DOCUMENT SECTION →
>> start
# Need info - Code 3 XS 8000



## Greybeard (Dec 10, 2003)

I just bought a used minibar, a Code 3 XS 8000. It's a few years old, but in great shape. It has four corner strobes, and looks like the current Model XS 150. It came without any manual, and i've tried to get information from the PSE website, but I guess it's too old and out of production. I'm looking for information on the wires - of 5 wires the previous owner used the pink and blue for hot feeds, and the grey for a ground. There two more - a red and a brown, which weren't used. I'm wondering if they are for different strobe patterns, or for additional lights that were not included. Also wondering about the strobe tube model numbers. Anybody got one of these? Thanks in advance.


----------



## RMHSR (Mar 17, 2006)

The extra wires could be for a number of different things. Some of the strobes offer a cut off for half the bar (will light the rear only). With the bar flashing in normal mode add power to one of the other wires. The other thing it may do is reduce the power of the bar which would make it not flash as bright. This is great for late night fatigue plowing. The reflection of light won't drive you nuts or put you into a seizure but still give you warning light. The other wires may not be hooked up too. They may be extra for add ons llike take down, alley lights, additonal flashers, or work lights.
>> end
[Collection entries]
>> start
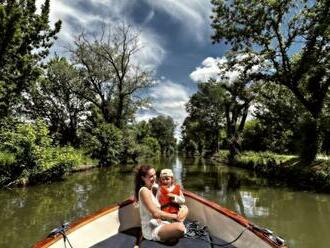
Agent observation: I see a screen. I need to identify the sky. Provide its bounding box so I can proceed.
[37,0,228,138]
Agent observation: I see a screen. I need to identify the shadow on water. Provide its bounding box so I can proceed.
[0,156,330,248]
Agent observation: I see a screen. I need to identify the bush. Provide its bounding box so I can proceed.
[85,123,124,166]
[0,120,78,185]
[139,137,160,158]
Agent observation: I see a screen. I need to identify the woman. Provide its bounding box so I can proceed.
[135,165,185,242]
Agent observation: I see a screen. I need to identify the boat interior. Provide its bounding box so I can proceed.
[40,193,284,248]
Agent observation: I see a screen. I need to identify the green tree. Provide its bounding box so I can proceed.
[254,84,305,153]
[211,0,330,162]
[72,24,152,128]
[183,83,225,154]
[149,115,176,154]
[25,57,87,146]
[0,0,61,118]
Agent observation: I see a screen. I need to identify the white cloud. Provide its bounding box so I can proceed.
[189,54,261,83]
[190,57,221,82]
[136,79,189,139]
[146,0,211,41]
[43,0,166,69]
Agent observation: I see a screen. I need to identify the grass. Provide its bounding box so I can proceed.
[214,150,330,193]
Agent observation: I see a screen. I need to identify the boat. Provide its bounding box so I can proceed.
[33,190,288,248]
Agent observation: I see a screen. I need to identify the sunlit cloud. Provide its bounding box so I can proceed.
[145,0,211,41]
[137,79,189,138]
[190,54,261,83]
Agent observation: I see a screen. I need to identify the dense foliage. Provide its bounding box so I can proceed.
[0,0,176,186]
[211,0,330,162]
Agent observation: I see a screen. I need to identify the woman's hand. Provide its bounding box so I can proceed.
[167,193,175,201]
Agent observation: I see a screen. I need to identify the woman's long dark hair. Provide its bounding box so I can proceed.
[134,164,153,201]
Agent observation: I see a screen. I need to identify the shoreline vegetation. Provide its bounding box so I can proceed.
[211,150,330,193]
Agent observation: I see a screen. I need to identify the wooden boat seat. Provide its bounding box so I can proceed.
[139,236,236,248]
[92,227,141,248]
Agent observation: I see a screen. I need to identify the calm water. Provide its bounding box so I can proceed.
[0,157,330,248]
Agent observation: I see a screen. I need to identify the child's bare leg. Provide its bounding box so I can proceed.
[158,222,186,241]
[179,205,189,221]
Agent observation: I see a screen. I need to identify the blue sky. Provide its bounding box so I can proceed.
[37,0,226,138]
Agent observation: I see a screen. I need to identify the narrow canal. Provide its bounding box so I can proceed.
[0,157,330,248]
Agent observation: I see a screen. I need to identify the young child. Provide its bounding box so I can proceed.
[150,169,188,225]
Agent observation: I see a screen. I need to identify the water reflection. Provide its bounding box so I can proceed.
[0,156,330,248]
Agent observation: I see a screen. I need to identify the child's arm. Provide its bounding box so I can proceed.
[168,190,186,205]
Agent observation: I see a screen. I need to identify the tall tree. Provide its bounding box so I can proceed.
[0,0,61,118]
[25,57,87,146]
[149,115,176,154]
[211,0,330,162]
[73,24,152,128]
[184,83,225,154]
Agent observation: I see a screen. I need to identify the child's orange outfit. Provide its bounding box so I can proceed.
[157,184,185,214]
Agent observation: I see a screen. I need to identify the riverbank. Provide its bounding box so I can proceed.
[212,151,330,193]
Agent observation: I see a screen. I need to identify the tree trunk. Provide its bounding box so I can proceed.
[300,118,320,165]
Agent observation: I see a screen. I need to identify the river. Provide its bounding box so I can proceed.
[0,156,330,248]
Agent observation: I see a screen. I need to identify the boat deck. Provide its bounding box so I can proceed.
[93,229,236,248]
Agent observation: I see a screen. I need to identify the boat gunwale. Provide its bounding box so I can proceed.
[183,190,288,248]
[33,190,288,248]
[33,197,135,248]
>> end
OBJECTIVES →
A. In the Code 3 XS 8000 forum thread, which wires did the previous owner use for hot feeds?
B. Carry on the Code 3 XS 8000 forum thread from the point where its last post ends.

RESPONSES FOR EACH TASK →
A. The pink and blue wires.

B.
----------



## Fiafighterdude (Jan 2, 2008)

iv had many mini lightbars that had extra wires and most were for options and one of the extra wires may be high/low power it changes the brightness of the strobes


----------



## Greybeard (Dec 10, 2003)

Thanks for the replies, guys. I'm going to test them out this weekend.


----------



## streetfrog (Dec 9, 2007)

Just goto the manufacturers website and click on the contact us tab. Either email them or call and tell them the model number, and the amount of wires and the colors of the wires. They will email you the proper install diagram.


----------



## Greybeard (Dec 10, 2003)

Good idea, Streetfrog. I'll contact Code 3 before I monkey with the mystery wires.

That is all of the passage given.